[Begin Material to process]
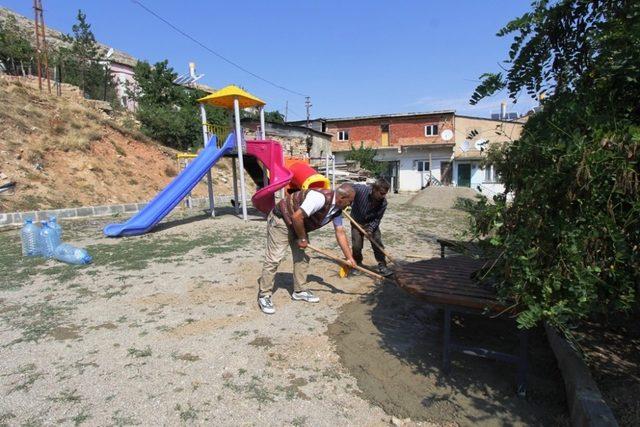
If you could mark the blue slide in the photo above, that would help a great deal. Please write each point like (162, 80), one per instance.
(177, 190)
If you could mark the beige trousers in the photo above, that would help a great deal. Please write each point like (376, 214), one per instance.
(279, 236)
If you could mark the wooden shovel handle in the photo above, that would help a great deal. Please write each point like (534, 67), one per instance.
(363, 231)
(345, 263)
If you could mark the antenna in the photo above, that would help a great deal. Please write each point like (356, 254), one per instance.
(190, 78)
(479, 144)
(308, 104)
(41, 45)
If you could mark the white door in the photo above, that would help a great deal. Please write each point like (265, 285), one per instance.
(423, 170)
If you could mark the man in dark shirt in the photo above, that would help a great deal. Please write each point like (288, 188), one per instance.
(367, 209)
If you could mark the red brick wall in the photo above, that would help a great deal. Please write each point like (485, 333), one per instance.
(402, 131)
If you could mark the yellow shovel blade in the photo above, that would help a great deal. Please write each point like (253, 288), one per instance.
(344, 272)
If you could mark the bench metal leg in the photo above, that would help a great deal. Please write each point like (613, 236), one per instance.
(446, 347)
(523, 363)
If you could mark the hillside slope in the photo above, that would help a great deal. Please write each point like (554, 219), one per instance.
(64, 152)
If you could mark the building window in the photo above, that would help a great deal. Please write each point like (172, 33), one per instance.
(343, 135)
(430, 130)
(422, 165)
(490, 174)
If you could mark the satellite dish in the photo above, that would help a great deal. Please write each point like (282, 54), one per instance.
(479, 144)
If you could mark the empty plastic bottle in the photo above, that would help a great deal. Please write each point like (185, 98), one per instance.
(30, 236)
(53, 223)
(49, 240)
(71, 255)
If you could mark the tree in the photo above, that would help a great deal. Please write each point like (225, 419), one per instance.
(16, 52)
(169, 112)
(83, 63)
(569, 242)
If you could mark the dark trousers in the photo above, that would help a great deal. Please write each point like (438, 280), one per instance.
(357, 242)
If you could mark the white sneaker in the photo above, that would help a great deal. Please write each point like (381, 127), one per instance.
(305, 296)
(266, 305)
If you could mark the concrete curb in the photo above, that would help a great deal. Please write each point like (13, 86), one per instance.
(586, 404)
(17, 218)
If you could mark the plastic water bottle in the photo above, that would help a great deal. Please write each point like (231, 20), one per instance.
(53, 223)
(71, 255)
(29, 236)
(49, 240)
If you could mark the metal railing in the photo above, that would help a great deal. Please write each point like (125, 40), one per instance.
(221, 131)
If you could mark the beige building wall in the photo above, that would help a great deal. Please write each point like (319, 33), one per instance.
(474, 129)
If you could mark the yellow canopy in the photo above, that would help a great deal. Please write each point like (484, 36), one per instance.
(225, 96)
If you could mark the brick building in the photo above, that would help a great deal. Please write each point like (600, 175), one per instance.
(423, 148)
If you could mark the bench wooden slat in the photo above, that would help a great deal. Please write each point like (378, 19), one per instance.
(448, 281)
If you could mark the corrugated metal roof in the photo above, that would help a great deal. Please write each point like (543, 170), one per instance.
(384, 116)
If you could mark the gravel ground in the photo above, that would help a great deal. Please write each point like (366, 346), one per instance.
(164, 329)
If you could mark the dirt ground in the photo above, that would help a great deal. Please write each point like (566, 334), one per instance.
(164, 329)
(612, 350)
(49, 144)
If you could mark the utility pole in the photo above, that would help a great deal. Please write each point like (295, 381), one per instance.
(307, 104)
(41, 45)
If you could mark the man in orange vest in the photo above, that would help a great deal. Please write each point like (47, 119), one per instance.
(288, 224)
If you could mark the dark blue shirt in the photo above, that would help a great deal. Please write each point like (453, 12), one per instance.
(366, 211)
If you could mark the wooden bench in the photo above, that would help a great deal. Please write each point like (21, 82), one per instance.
(459, 246)
(448, 283)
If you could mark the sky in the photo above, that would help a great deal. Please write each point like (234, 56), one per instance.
(353, 58)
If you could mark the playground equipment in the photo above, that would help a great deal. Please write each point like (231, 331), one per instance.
(168, 198)
(272, 174)
(304, 177)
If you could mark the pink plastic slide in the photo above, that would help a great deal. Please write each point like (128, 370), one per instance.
(269, 153)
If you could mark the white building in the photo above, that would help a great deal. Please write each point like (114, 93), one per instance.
(422, 149)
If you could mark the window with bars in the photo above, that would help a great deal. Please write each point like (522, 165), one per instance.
(430, 130)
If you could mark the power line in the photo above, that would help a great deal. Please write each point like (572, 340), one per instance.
(213, 51)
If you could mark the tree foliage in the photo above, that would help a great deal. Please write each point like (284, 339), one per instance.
(16, 51)
(168, 112)
(365, 156)
(81, 62)
(569, 241)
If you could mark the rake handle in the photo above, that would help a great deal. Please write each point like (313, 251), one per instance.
(345, 263)
(363, 231)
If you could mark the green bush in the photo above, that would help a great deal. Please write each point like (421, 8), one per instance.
(569, 241)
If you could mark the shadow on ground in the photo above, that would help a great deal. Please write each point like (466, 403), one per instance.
(392, 344)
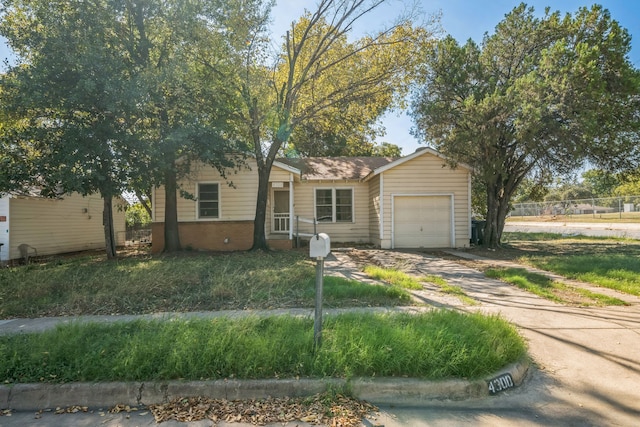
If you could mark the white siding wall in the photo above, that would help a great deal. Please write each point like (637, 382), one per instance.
(4, 228)
(237, 203)
(425, 174)
(374, 210)
(357, 231)
(54, 226)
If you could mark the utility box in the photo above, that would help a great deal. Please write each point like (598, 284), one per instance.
(319, 246)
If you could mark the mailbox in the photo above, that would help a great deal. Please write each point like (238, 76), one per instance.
(319, 246)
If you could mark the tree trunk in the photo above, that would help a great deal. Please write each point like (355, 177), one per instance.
(498, 197)
(146, 203)
(107, 222)
(171, 231)
(259, 237)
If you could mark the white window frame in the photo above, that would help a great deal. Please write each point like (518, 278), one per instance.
(333, 204)
(208, 218)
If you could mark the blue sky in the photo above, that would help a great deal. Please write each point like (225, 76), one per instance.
(463, 19)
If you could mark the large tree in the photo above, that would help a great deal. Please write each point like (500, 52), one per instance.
(322, 79)
(540, 95)
(66, 102)
(111, 94)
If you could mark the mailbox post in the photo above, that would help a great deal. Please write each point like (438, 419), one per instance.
(319, 248)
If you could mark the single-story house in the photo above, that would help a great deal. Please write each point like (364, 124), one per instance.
(32, 224)
(416, 201)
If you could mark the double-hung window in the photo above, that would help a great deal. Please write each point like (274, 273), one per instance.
(208, 201)
(334, 204)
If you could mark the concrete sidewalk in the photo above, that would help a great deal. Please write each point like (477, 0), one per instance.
(588, 362)
(32, 397)
(587, 358)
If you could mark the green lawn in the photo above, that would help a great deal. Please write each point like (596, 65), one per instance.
(607, 262)
(552, 290)
(185, 282)
(435, 345)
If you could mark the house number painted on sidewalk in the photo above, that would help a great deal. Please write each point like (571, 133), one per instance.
(501, 383)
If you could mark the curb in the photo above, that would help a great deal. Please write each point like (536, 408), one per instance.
(379, 391)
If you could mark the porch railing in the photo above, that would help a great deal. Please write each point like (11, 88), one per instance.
(304, 230)
(281, 222)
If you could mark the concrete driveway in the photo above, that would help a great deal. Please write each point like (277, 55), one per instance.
(587, 360)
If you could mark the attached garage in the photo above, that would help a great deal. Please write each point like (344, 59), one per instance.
(420, 201)
(422, 221)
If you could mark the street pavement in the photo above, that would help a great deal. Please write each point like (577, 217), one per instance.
(596, 229)
(586, 360)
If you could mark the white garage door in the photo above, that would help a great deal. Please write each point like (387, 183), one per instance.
(422, 222)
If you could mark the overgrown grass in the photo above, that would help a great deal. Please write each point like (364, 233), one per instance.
(545, 287)
(187, 282)
(615, 217)
(615, 271)
(393, 277)
(609, 262)
(435, 345)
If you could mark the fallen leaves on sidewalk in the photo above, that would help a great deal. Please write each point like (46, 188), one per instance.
(331, 410)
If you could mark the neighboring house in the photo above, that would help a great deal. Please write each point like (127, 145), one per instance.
(49, 226)
(414, 201)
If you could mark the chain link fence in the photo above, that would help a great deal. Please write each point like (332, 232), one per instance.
(627, 207)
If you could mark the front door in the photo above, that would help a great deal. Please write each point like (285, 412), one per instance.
(281, 217)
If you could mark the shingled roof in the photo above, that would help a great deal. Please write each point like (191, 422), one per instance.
(337, 168)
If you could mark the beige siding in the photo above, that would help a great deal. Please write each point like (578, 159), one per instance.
(237, 201)
(4, 228)
(374, 210)
(55, 226)
(427, 175)
(356, 231)
(278, 174)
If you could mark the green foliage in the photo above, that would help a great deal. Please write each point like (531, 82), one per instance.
(193, 282)
(324, 88)
(434, 345)
(615, 271)
(538, 96)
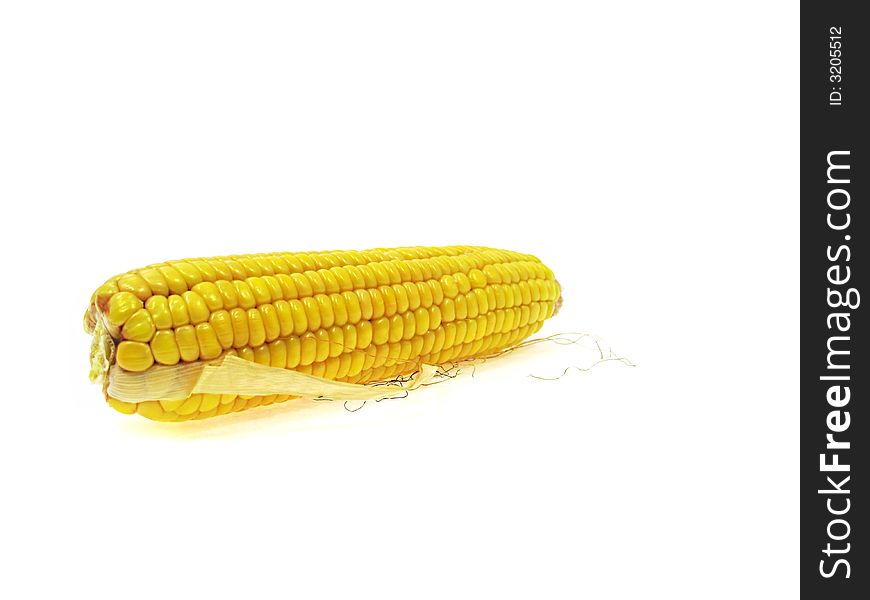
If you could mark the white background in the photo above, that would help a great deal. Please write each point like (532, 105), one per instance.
(647, 152)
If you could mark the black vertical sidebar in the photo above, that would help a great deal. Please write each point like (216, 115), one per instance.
(834, 370)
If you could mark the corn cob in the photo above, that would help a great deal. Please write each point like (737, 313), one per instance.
(351, 316)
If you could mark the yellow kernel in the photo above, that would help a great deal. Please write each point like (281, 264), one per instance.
(135, 284)
(294, 351)
(134, 356)
(350, 337)
(308, 348)
(357, 360)
(288, 287)
(139, 327)
(364, 334)
(343, 278)
(239, 320)
(191, 274)
(402, 302)
(164, 348)
(324, 306)
(271, 325)
(421, 317)
(300, 321)
(437, 291)
(285, 317)
(262, 355)
(196, 307)
(121, 307)
(278, 354)
(322, 337)
(209, 347)
(365, 304)
(471, 304)
(173, 278)
(397, 328)
(222, 324)
(158, 307)
(256, 330)
(178, 310)
(312, 313)
(409, 325)
(461, 307)
(318, 286)
(378, 306)
(391, 304)
(339, 307)
(413, 293)
(210, 293)
(462, 282)
(424, 293)
(477, 279)
(336, 340)
(330, 282)
(156, 281)
(260, 290)
(448, 310)
(381, 331)
(303, 285)
(275, 291)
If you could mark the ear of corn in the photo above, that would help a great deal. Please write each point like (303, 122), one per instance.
(352, 316)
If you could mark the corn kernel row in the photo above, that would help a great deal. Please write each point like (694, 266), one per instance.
(201, 406)
(221, 329)
(353, 316)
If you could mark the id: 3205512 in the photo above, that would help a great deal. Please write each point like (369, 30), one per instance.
(835, 66)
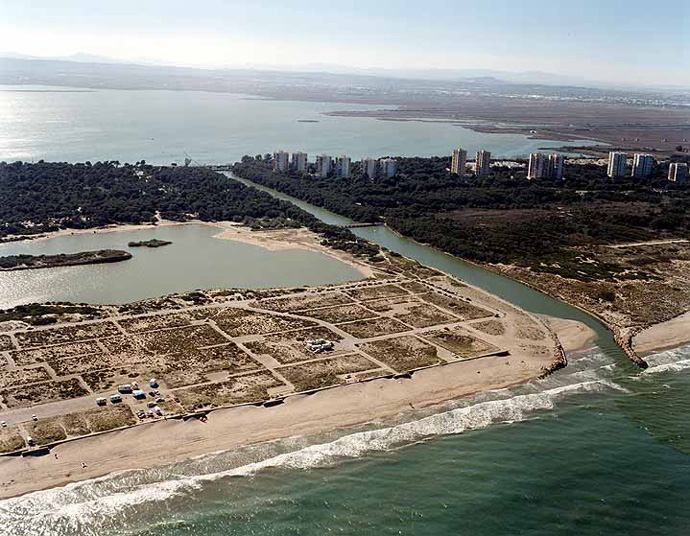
[End Material to process]
Stated goal: Which lines in the listing above contain the word "door"? Gather each of them, matching case exactly.

Task answer:
If you could mark the white door in the photo above, that would help a great deal. Please write each point like (265, 285), one per instance.
If you could mark the white garage door in the photo above, that would help a great deal. Please write each point like (387, 183), one per instance.
If you could mark the front door in the photo above, that would help a great deal. Please write each point like (285, 412), one per instance.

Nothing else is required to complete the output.